» THE EXERCISE
Please pull the text from every item below and copy each line word for word, leaving the pictures out of your answer.

::: RECORDS PROVIDED

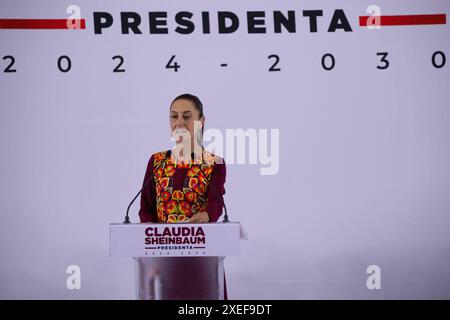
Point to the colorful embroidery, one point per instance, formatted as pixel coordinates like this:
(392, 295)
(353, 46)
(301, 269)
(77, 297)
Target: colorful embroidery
(178, 205)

::::::

» SOLUTION TO THIS TASK
Point to the colorful embroidery, one point per instance, formatted as pixel coordinates like this:
(392, 295)
(353, 46)
(301, 269)
(77, 297)
Target: colorful embroidery
(178, 205)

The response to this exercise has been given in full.